Exercise aim: Look through the records below, and whenever a line contains "orange", copy it.

Image-grounded pointing data:
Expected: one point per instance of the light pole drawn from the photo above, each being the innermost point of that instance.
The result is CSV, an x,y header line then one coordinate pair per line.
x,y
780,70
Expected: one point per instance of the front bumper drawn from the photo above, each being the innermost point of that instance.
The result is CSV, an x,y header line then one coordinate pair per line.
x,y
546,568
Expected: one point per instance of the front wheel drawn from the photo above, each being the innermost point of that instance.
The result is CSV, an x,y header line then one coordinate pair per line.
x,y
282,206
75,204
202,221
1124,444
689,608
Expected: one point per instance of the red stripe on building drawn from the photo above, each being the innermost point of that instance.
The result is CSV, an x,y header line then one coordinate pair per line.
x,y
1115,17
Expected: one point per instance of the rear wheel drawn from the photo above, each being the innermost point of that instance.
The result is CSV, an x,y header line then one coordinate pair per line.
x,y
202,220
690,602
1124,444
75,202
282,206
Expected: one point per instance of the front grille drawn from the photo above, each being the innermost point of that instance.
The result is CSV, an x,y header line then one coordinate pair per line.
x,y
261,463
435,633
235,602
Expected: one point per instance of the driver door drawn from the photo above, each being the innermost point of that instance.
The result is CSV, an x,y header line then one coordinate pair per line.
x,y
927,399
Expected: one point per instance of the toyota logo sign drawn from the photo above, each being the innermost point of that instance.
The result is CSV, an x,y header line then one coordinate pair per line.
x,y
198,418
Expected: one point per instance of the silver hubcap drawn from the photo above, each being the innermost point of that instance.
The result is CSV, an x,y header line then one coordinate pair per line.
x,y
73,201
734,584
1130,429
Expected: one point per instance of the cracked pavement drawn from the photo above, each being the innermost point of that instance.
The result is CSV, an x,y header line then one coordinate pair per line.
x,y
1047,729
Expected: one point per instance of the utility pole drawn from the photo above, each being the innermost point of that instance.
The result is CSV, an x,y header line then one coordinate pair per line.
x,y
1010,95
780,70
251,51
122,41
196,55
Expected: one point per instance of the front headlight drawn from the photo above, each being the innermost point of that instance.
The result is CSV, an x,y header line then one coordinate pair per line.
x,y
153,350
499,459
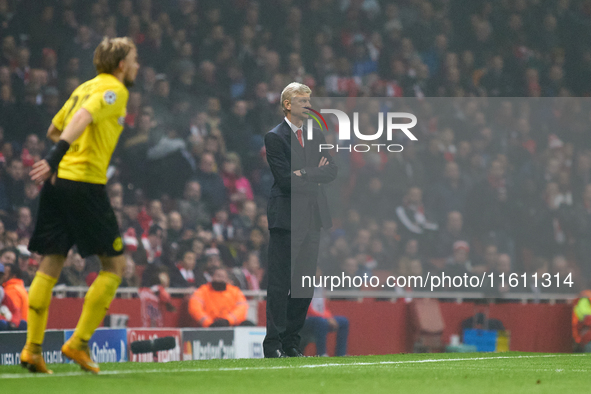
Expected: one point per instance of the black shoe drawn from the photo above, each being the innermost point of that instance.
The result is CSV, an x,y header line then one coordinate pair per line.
x,y
294,352
278,353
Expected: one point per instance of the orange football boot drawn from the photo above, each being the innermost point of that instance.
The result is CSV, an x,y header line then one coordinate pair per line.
x,y
80,356
33,361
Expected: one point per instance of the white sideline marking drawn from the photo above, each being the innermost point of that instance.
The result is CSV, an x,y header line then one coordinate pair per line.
x,y
354,364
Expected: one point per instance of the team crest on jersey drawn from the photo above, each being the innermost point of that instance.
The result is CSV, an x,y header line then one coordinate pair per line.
x,y
118,244
110,97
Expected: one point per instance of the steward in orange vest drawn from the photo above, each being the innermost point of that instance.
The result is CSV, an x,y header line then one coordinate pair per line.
x,y
218,303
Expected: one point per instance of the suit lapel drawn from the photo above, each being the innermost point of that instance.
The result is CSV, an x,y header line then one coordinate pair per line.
x,y
309,150
291,138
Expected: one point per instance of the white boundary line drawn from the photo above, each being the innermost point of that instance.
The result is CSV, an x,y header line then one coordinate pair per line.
x,y
275,367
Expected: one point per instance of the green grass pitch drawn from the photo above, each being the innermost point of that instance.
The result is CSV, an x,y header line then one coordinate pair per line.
x,y
400,373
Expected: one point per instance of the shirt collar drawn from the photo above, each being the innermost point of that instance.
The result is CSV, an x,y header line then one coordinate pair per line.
x,y
293,127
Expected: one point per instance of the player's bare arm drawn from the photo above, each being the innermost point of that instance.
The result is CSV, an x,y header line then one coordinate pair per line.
x,y
43,169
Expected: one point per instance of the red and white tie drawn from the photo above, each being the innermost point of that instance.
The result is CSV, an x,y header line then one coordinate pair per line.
x,y
299,134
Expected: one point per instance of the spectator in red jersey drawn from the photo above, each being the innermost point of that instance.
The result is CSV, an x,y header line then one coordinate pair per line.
x,y
248,276
9,314
130,277
218,303
183,274
320,322
237,186
74,272
15,293
154,298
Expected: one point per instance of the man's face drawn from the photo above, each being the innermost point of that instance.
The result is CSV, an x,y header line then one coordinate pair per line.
x,y
130,67
24,217
16,170
8,258
253,264
296,106
78,262
193,191
175,221
454,221
207,164
156,239
220,275
189,260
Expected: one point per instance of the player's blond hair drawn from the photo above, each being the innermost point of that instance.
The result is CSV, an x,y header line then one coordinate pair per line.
x,y
290,91
110,52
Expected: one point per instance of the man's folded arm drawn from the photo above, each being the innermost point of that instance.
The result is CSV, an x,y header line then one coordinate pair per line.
x,y
280,166
323,174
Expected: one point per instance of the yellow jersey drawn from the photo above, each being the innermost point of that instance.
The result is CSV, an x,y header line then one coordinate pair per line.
x,y
105,98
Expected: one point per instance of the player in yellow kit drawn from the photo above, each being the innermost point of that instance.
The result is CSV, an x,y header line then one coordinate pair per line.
x,y
73,207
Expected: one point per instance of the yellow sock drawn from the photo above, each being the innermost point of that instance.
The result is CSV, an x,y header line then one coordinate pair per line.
x,y
39,300
96,304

Answer section:
Expected: one point per instance of the orange football boot drawn from the photo above, each being the innermost point of that instance.
Expected: one point per instance of the steward in orange vest drawn from the photo above, each being the innermost point of that instance.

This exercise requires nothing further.